━━━ Information provided ━━━

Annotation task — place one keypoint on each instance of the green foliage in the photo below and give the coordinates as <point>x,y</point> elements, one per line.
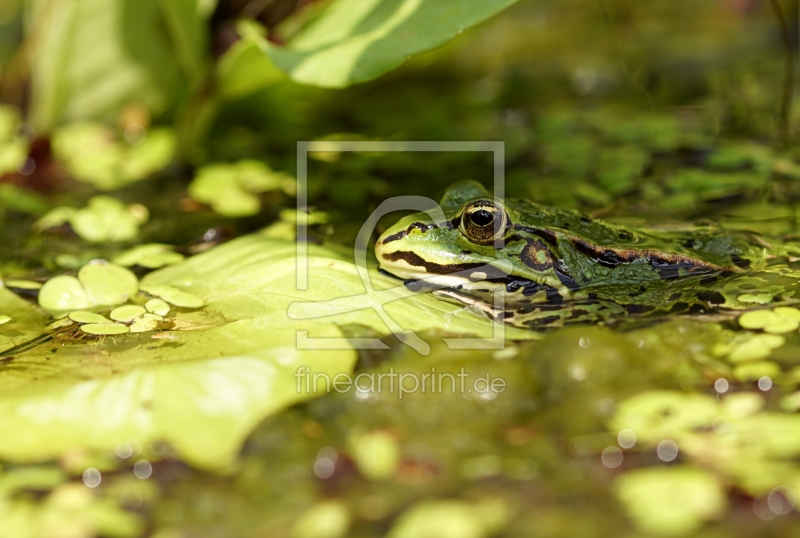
<point>670,501</point>
<point>357,40</point>
<point>230,189</point>
<point>104,219</point>
<point>91,153</point>
<point>92,57</point>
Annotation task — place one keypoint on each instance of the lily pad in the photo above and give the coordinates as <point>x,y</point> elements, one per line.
<point>64,293</point>
<point>127,313</point>
<point>151,256</point>
<point>108,284</point>
<point>23,284</point>
<point>82,316</point>
<point>230,189</point>
<point>203,407</point>
<point>157,306</point>
<point>93,154</point>
<point>255,275</point>
<point>103,219</point>
<point>104,328</point>
<point>173,295</point>
<point>670,501</point>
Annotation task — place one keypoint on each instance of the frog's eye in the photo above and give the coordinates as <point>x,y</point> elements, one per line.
<point>483,221</point>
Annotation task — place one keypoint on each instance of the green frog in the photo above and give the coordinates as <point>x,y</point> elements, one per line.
<point>554,267</point>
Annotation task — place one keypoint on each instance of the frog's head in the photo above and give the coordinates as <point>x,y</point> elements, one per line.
<point>420,247</point>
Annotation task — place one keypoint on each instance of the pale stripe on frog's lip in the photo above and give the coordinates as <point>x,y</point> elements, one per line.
<point>422,227</point>
<point>409,263</point>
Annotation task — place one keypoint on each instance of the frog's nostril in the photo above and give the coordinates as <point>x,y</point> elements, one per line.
<point>481,217</point>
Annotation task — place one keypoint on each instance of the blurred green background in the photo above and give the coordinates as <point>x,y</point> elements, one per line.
<point>131,122</point>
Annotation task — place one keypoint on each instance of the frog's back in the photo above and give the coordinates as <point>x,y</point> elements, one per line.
<point>696,248</point>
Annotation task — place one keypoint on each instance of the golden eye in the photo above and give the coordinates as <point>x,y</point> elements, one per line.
<point>483,222</point>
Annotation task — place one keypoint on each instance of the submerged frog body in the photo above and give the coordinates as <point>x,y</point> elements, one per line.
<point>552,266</point>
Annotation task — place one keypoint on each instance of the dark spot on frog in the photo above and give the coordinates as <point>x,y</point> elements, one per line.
<point>679,307</point>
<point>668,269</point>
<point>711,297</point>
<point>414,285</point>
<point>514,285</point>
<point>740,262</point>
<point>639,308</point>
<point>606,258</point>
<point>579,312</point>
<point>638,292</point>
<point>564,276</point>
<point>544,234</point>
<point>533,289</point>
<point>543,321</point>
<point>537,256</point>
<point>384,272</point>
<point>553,296</point>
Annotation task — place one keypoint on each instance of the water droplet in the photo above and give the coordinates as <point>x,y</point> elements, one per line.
<point>721,425</point>
<point>765,383</point>
<point>26,166</point>
<point>92,477</point>
<point>667,450</point>
<point>781,500</point>
<point>626,438</point>
<point>135,134</point>
<point>124,450</point>
<point>577,373</point>
<point>611,457</point>
<point>142,469</point>
<point>721,385</point>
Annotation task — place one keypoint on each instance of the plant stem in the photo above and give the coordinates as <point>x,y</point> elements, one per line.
<point>788,77</point>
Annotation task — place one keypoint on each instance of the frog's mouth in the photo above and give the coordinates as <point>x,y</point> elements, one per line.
<point>410,266</point>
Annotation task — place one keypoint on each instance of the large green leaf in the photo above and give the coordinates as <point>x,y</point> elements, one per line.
<point>203,408</point>
<point>203,385</point>
<point>255,275</point>
<point>358,40</point>
<point>27,321</point>
<point>92,57</point>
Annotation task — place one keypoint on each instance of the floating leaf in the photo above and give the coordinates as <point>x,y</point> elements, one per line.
<point>104,328</point>
<point>230,188</point>
<point>82,316</point>
<point>327,519</point>
<point>151,256</point>
<point>670,501</point>
<point>63,293</point>
<point>127,313</point>
<point>376,454</point>
<point>103,219</point>
<point>157,306</point>
<point>255,275</point>
<point>204,408</point>
<point>440,519</point>
<point>23,284</point>
<point>108,284</point>
<point>173,295</point>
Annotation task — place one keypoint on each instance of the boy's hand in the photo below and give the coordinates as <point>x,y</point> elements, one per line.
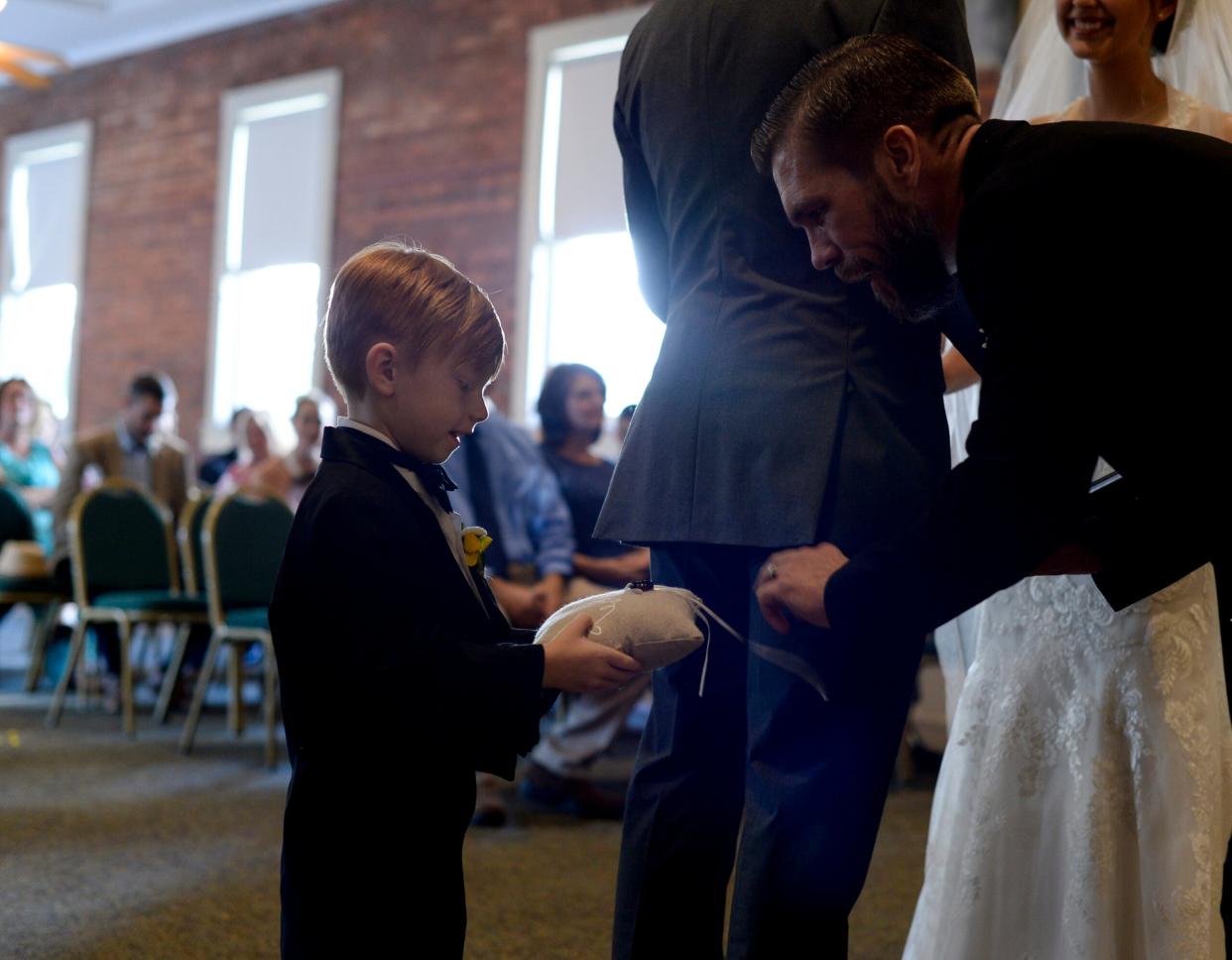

━━━

> **Given request**: Repeat every item above word for word, but leave the pictures out.

> **Output for this exercise**:
Annotation task — place one keypoint on each instance of the green foliage in the photo below and give the coordinates as <point>x,y</point> elements, one per line.
<point>670,501</point>
<point>357,40</point>
<point>230,189</point>
<point>104,219</point>
<point>91,153</point>
<point>92,57</point>
Annotation task — place one keypoint on each instance of the lily pad in the photo above and give the coordinates as <point>x,y</point> elements, one per line.
<point>64,293</point>
<point>127,313</point>
<point>151,256</point>
<point>108,284</point>
<point>23,284</point>
<point>82,316</point>
<point>230,189</point>
<point>203,407</point>
<point>157,306</point>
<point>93,154</point>
<point>255,275</point>
<point>103,219</point>
<point>104,328</point>
<point>173,295</point>
<point>670,501</point>
Annotation task — place one keypoint on each instance of the frog's eye in the photo above and give the coordinates as <point>x,y</point> elements, one per line.
<point>483,221</point>
Annotation task — place one keypoint on each instance of the green frog in the photo above and give the coordinates as <point>x,y</point> elements, one per line.
<point>554,267</point>
Annotation task — place one keypoint on each instance of the frog's head in the photo above and give the coordinates as <point>x,y</point> elements, one per line.
<point>420,247</point>
Annotation task — place one keypoint on each instance of the pale stripe on frog's lip in the photo above and give the coordinates as <point>x,y</point> elements, one per line.
<point>422,227</point>
<point>409,263</point>
Annotation task — place one keypoint on each instance of the frog's nostril in the photo above and give the coordinates as <point>x,y</point> elements, one per line.
<point>481,217</point>
Annotation task — place one keypoint on each instance of the blurred green background in the photo above and give the coordinates as <point>x,y</point> elements, one per line.
<point>131,122</point>
Annotation task — place one keypoint on each instance of the frog's back in the photo above and give the coordinates as <point>x,y</point> elements, one per line.
<point>696,248</point>
Annotation task — place one keypoint on each instance of the golden eye in the photo above and give the coordinates as <point>x,y</point> elements, one per line.
<point>483,222</point>
Annotation task — place one keypoint on each instance of the submerged frog body in the photo above and give the coordinates as <point>x,y</point> elements, one per line.
<point>552,266</point>
Annotation task — place one keypoint on each instance of the dark spot on frog in the photo above and give the coordinates as <point>x,y</point> elements, one per line.
<point>679,307</point>
<point>668,269</point>
<point>711,297</point>
<point>414,285</point>
<point>514,285</point>
<point>740,262</point>
<point>639,308</point>
<point>606,258</point>
<point>579,312</point>
<point>638,292</point>
<point>564,276</point>
<point>544,234</point>
<point>533,289</point>
<point>543,321</point>
<point>537,256</point>
<point>384,272</point>
<point>553,296</point>
Annotation task — place one keypoint on each instance of the water droplet in the photo above and give the coordinates as <point>x,y</point> elements, one per line.
<point>721,425</point>
<point>765,383</point>
<point>26,166</point>
<point>92,477</point>
<point>667,450</point>
<point>781,500</point>
<point>626,438</point>
<point>135,134</point>
<point>124,450</point>
<point>577,373</point>
<point>611,457</point>
<point>142,469</point>
<point>721,385</point>
Annotation task — place one keypoint on each instance of the plant stem in the photo above and give the coordinates as <point>x,y</point> elements, one per line.
<point>788,77</point>
Annotation task — place one keypoint on each instance of the frog's mouth in the photo above and give the coordinates as <point>x,y</point> elements, one per line.
<point>410,266</point>
Annotation task — place one keypoint on each instance of the large green leaf in the photo above and give the coordinates as <point>x,y</point> elements, one per line.
<point>203,408</point>
<point>203,385</point>
<point>255,275</point>
<point>358,40</point>
<point>27,321</point>
<point>92,57</point>
Annotation task — place one keypoint on each instance of the floating leaf in the photo above and give the coordinates as <point>x,y</point> elements, one per line.
<point>104,328</point>
<point>230,188</point>
<point>82,316</point>
<point>327,519</point>
<point>151,256</point>
<point>670,501</point>
<point>63,293</point>
<point>127,313</point>
<point>376,454</point>
<point>103,219</point>
<point>157,306</point>
<point>255,275</point>
<point>204,408</point>
<point>440,519</point>
<point>23,284</point>
<point>108,284</point>
<point>173,295</point>
Annotation task — place one keypoint on each instance of the boy's hand in the photo below and give the coordinates as <point>x,y</point> elements, one per line.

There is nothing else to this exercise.